Judge’s dilemma in Derbyshire grandmother killing case

The Andrea Cutler case presented Nottingham Crown Court judge Gregory Dickinson with a dilemma over how to sentence her for the brutal killing of Belper grandmother Sandra Bainbridge in December 2013.
Nottingham Crown CourtNottingham Crown Court
Nottingham Crown Court

It was a question of balancing the need to protect the public from a dangerous woman with the need to ensure she received treatment for her mental illness.

In the end, it boiled down to the simple choice of whether to send Cutler to prison for life or back to the secure unit of a hospital, where she had been treated since last June.

And Judge Dickinson was persuaded by expert evidence given by eminent London-based psychiatrist Dr Philip Joseph, who stressed that the cause of the killing was Cutler’s mental illness, which needed to be properly treated.

Said Dr Joseph: “With life imprisonment, there is a real risk that she would stop her medication, which she would be entitled to do, and so pose a significant risk of violence to other prisoners and to herself,” said Dr Joseph.

“Indeed, when she was originally remanded to prison for this offence in 2013, some of the other prisoners were frightened of her.

“I would be surprised if she ever agreed to take her medication. However, with a hospital order, under the Mental Health Act, she would be compelled to take her medication.”

Dr Joseph said Cutler’s illness meant she was “irrational and unable to control her actions”.

“Had she not been mentally ill, I cannot see how this could have possibly happened.

“With proper medication, there is a low risk of her committing violent offending. Since her treatment, it has begun to sink in what she has done.”

Dr Joseph said that, without treatment, Cutler was dangerous and said the risk she posed was more connected to her mental illness than her use of illicit drugs.

“She has behaved in a bizarre, erratic and aggressive manner, making deluded accusations, including threats to kill her parents,” he said.

- Supplied records
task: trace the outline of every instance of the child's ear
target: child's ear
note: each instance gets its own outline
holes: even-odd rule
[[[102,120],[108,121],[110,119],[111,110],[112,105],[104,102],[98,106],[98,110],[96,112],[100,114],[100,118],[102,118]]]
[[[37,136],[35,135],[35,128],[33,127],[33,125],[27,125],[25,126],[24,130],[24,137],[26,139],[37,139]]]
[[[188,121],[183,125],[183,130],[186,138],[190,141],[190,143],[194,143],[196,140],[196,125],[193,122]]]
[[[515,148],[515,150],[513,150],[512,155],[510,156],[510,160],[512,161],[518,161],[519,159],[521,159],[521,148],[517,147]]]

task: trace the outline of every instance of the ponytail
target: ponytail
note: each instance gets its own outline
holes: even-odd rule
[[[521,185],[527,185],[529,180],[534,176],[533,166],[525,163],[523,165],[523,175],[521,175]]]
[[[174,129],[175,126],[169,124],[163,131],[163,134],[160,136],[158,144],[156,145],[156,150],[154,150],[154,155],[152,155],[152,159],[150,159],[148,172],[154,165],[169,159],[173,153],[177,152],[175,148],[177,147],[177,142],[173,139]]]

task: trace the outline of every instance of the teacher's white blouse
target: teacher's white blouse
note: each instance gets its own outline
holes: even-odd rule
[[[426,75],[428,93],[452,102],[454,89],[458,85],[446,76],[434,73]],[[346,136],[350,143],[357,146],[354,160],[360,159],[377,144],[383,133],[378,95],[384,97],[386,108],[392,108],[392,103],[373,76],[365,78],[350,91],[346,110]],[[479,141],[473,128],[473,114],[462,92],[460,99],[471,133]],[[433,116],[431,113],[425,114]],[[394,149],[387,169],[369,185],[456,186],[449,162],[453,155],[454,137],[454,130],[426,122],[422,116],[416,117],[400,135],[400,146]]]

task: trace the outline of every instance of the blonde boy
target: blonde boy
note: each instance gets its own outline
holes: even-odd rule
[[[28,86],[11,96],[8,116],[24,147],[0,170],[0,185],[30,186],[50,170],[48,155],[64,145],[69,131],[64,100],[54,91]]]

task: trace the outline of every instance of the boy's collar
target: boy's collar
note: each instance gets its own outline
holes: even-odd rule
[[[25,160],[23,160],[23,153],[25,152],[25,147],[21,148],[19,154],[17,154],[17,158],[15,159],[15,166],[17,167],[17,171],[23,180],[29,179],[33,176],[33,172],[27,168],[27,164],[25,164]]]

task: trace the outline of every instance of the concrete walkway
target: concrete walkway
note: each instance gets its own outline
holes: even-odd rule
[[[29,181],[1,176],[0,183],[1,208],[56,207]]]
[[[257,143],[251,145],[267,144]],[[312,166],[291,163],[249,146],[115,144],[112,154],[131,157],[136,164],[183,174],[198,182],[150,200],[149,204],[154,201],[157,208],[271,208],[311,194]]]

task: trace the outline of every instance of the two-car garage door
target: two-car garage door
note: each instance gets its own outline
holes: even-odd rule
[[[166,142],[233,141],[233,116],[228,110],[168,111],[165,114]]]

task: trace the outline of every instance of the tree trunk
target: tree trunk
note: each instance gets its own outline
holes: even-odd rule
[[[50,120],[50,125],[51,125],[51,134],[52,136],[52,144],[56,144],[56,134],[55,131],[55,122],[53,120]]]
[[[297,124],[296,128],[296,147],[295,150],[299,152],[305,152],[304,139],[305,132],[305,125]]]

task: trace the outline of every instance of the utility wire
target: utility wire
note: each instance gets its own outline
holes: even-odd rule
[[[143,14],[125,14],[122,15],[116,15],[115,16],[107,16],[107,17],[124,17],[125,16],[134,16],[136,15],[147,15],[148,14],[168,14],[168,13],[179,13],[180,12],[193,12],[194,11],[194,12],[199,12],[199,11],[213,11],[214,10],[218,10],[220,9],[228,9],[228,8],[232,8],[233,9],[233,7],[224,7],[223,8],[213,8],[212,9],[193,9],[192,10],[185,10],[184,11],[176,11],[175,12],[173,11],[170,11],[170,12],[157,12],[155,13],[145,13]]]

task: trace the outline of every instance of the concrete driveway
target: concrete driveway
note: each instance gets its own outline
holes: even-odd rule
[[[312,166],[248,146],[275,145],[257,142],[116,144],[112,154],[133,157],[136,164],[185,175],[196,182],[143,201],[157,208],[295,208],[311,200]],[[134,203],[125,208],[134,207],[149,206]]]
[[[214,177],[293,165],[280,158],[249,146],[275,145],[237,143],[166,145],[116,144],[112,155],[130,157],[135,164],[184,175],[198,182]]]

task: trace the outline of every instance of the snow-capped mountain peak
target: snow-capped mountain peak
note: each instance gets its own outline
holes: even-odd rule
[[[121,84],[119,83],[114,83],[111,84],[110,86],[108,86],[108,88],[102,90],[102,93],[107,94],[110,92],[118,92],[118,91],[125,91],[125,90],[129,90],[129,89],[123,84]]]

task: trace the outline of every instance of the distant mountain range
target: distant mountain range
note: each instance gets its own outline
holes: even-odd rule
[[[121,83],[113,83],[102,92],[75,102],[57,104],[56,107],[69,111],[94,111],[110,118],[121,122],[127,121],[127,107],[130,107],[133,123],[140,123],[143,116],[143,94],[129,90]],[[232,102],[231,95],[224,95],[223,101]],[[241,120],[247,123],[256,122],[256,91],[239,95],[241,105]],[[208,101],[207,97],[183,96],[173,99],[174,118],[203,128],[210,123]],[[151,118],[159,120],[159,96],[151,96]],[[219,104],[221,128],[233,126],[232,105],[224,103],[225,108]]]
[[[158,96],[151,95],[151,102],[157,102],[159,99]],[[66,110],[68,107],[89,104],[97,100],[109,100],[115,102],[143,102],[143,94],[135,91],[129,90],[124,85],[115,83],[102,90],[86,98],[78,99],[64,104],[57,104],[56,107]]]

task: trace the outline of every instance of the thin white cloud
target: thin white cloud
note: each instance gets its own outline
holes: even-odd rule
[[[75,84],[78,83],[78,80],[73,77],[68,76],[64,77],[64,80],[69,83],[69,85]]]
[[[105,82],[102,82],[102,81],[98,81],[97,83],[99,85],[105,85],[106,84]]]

- Your goal
Translate into Spanish this sentence from the article on the sentencing dilemma: "It was a question of balancing the need to protect the public from a dangerous woman with the need to ensure she received treatment for her mental illness." The listing was taken from a source unrelated to the article.

- Response area
Se trataba de equilibrar la necesidad de proteger al público de una mujer peligrosa con la necesidad de garantizar que recibiera tratamiento para su enfermedad mental.